ABOUT THIS EXERCISE:
In full and without deviation, write out the entries that follow.

DATA FOR PROCESSING:
★ ★ ★

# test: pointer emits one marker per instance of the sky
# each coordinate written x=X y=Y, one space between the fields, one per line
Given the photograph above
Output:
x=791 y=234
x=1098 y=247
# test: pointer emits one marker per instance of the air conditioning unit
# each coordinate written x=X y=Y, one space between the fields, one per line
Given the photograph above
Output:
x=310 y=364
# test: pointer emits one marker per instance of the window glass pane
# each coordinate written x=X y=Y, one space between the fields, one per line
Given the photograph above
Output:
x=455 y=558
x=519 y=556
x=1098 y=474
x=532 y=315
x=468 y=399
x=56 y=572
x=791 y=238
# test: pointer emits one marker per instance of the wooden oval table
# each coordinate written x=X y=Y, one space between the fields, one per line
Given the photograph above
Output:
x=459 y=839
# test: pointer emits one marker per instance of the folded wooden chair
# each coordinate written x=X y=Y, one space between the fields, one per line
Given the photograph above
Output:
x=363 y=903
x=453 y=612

★ ★ ★

EXERCISE SOLUTION:
# test: pointer emits one marker per instance of the sky
# each coordinate written x=X y=Y, one space between the fields, one per line
Given the photograph above
Output:
x=791 y=234
x=1098 y=247
# test: pointer emits one marker per instance of the air conditioning unit
# each coordinate written x=X y=Y, one space between the fields, one per line
Given the photograph above
Output:
x=310 y=364
# test: pointer emits one marker per instance of the window glass pane
# each coordinate written x=X y=Y, one space between the fields, one per line
Given the photograph above
Output:
x=455 y=558
x=519 y=556
x=1098 y=474
x=532 y=315
x=468 y=399
x=56 y=572
x=791 y=238
# test: pointer emits one marker per instance of the wooden oval table
# each coordinate written x=X y=Y, one space between the fields, one per line
Given the photograph above
Output:
x=459 y=839
# test: pointer emits one marker per instance of the folded wooden chair
# each coordinate written x=X y=Y, one space between the fields, one per line
Given the photograph above
Output:
x=363 y=903
x=453 y=612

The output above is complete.